▶ _Set task_: Count the lines in the records below that contain the string "rear". Give only the number.

━━━ Data for processing ━━━

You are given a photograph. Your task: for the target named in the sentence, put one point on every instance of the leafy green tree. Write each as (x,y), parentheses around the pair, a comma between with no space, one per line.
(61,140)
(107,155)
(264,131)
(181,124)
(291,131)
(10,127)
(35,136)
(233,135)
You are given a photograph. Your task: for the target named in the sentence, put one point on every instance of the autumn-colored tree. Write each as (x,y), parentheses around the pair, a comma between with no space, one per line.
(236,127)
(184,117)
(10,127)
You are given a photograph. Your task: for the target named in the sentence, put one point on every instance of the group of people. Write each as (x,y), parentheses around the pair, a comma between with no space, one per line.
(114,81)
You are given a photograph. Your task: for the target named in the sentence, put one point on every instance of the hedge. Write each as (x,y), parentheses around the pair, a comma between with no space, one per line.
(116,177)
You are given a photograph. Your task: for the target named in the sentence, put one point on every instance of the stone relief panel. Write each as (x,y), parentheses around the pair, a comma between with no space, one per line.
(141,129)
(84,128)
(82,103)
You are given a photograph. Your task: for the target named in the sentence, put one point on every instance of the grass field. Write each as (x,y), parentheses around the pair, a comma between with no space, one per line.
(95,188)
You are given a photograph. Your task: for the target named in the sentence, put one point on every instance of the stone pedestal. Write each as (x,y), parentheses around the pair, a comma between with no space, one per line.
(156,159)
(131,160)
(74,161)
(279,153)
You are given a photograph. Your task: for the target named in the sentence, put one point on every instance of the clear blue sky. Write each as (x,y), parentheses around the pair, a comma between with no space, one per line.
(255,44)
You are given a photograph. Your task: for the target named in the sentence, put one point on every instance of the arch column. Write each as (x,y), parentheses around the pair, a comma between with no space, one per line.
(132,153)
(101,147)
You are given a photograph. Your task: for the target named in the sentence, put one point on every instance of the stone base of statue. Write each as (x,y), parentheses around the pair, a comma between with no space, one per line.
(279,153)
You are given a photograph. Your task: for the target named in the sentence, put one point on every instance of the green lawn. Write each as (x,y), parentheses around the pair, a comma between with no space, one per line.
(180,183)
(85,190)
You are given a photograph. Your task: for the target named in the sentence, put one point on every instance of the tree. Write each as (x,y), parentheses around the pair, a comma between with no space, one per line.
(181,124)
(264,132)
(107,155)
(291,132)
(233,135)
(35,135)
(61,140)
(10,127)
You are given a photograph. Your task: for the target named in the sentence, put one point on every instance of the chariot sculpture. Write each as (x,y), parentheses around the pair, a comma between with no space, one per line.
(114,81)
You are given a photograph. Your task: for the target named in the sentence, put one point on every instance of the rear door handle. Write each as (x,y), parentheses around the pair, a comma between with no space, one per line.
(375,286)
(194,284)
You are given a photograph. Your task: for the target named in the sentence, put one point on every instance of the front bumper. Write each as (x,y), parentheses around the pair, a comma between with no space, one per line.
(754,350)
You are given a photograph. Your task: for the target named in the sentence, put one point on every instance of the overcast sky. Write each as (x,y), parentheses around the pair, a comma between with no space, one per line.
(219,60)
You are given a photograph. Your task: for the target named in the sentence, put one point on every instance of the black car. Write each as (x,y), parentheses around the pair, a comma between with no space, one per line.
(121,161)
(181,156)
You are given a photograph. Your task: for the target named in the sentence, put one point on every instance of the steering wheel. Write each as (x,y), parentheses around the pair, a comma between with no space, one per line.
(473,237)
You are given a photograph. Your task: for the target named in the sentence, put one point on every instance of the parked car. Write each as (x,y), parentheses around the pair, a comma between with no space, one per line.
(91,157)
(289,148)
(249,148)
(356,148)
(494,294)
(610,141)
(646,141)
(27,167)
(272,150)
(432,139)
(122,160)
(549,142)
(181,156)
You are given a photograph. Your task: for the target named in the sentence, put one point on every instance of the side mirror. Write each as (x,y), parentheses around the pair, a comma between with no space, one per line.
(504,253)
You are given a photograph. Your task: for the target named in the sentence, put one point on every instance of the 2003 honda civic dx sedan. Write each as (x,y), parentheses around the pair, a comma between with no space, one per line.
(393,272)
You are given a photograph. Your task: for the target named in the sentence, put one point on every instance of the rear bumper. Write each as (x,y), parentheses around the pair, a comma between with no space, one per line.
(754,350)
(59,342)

━━━
━━━ Data for processing ━━━

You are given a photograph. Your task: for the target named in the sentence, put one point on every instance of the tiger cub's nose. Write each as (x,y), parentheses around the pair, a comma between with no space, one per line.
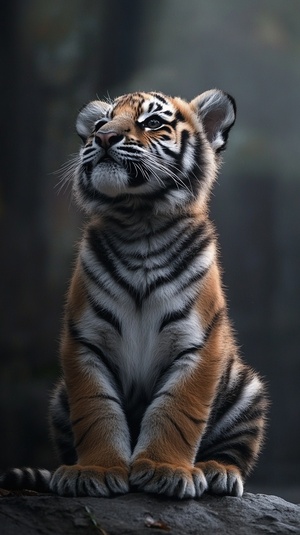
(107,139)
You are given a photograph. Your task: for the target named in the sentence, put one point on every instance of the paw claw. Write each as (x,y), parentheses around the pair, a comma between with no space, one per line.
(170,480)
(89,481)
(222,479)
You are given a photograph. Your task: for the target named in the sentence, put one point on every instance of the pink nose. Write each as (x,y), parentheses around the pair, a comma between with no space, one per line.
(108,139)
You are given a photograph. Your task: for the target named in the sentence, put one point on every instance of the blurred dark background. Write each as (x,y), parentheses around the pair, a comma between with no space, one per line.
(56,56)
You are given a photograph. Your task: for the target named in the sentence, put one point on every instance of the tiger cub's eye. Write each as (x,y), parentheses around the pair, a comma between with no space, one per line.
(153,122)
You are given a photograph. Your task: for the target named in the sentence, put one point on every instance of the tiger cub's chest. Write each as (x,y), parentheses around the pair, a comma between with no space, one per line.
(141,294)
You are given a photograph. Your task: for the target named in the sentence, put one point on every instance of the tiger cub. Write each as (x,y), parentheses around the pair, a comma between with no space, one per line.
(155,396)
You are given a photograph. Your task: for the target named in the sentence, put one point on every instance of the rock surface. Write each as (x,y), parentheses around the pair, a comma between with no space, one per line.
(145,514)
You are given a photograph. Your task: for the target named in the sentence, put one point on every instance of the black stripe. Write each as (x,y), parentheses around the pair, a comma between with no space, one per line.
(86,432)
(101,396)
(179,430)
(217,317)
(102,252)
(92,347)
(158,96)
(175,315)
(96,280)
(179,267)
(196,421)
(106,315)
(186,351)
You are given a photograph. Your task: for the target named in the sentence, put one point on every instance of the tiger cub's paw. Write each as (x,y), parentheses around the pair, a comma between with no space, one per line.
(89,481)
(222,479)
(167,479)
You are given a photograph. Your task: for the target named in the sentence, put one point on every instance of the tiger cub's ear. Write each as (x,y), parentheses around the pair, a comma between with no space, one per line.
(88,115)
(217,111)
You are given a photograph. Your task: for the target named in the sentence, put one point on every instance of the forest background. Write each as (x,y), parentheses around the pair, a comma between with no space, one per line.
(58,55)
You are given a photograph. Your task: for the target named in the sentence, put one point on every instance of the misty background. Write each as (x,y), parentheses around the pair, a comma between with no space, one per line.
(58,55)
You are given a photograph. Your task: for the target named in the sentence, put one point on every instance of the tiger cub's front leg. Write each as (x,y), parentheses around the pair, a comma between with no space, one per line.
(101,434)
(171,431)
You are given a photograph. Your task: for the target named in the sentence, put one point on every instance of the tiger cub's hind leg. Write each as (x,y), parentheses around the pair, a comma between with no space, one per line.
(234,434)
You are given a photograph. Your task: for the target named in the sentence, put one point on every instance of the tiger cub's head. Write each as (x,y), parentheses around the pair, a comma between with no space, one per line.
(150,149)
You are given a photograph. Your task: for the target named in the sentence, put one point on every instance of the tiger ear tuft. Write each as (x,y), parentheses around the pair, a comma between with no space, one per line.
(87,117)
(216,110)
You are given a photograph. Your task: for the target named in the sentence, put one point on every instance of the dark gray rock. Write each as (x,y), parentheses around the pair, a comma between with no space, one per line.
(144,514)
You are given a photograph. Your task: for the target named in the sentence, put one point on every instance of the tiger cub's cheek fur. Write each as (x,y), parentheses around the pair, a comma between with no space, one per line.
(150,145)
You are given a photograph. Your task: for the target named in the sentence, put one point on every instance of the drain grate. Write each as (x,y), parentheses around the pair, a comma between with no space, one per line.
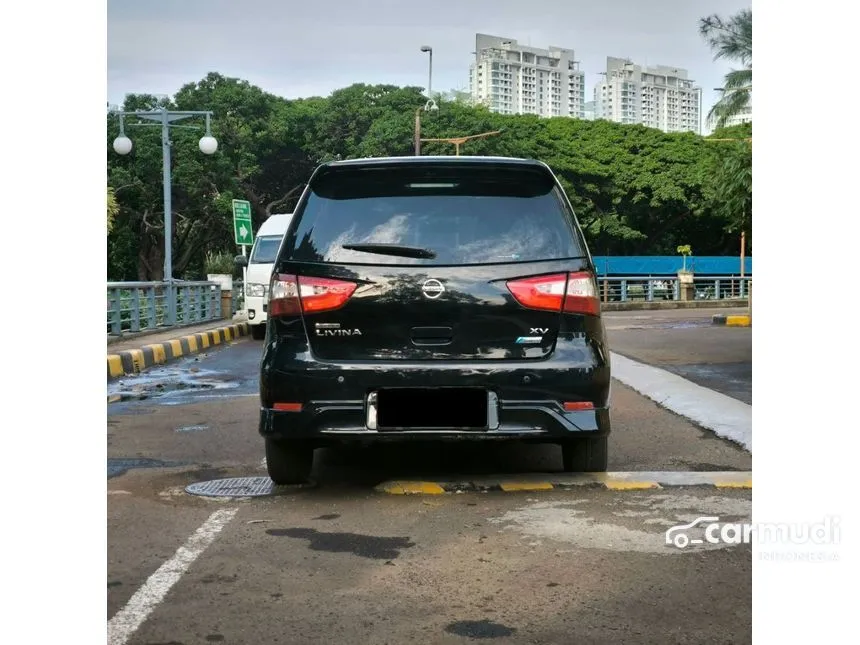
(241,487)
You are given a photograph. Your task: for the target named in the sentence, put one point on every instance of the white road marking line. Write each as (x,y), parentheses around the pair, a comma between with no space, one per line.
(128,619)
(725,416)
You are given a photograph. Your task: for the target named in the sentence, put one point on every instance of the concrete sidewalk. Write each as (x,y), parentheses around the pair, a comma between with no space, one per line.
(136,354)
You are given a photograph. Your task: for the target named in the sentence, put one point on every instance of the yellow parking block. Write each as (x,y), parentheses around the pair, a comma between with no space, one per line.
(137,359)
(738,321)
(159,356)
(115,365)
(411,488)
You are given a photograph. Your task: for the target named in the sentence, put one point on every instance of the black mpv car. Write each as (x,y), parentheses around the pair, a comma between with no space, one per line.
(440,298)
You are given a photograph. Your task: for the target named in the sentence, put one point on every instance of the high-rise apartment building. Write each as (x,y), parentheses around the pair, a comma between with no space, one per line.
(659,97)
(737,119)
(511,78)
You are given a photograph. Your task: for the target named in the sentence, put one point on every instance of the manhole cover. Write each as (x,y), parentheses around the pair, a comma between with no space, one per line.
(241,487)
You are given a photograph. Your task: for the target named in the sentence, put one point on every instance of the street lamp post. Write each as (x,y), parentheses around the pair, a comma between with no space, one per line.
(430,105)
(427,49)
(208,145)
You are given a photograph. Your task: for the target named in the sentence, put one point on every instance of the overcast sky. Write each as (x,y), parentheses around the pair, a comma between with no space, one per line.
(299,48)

━━━

▶ _The completed task_: 2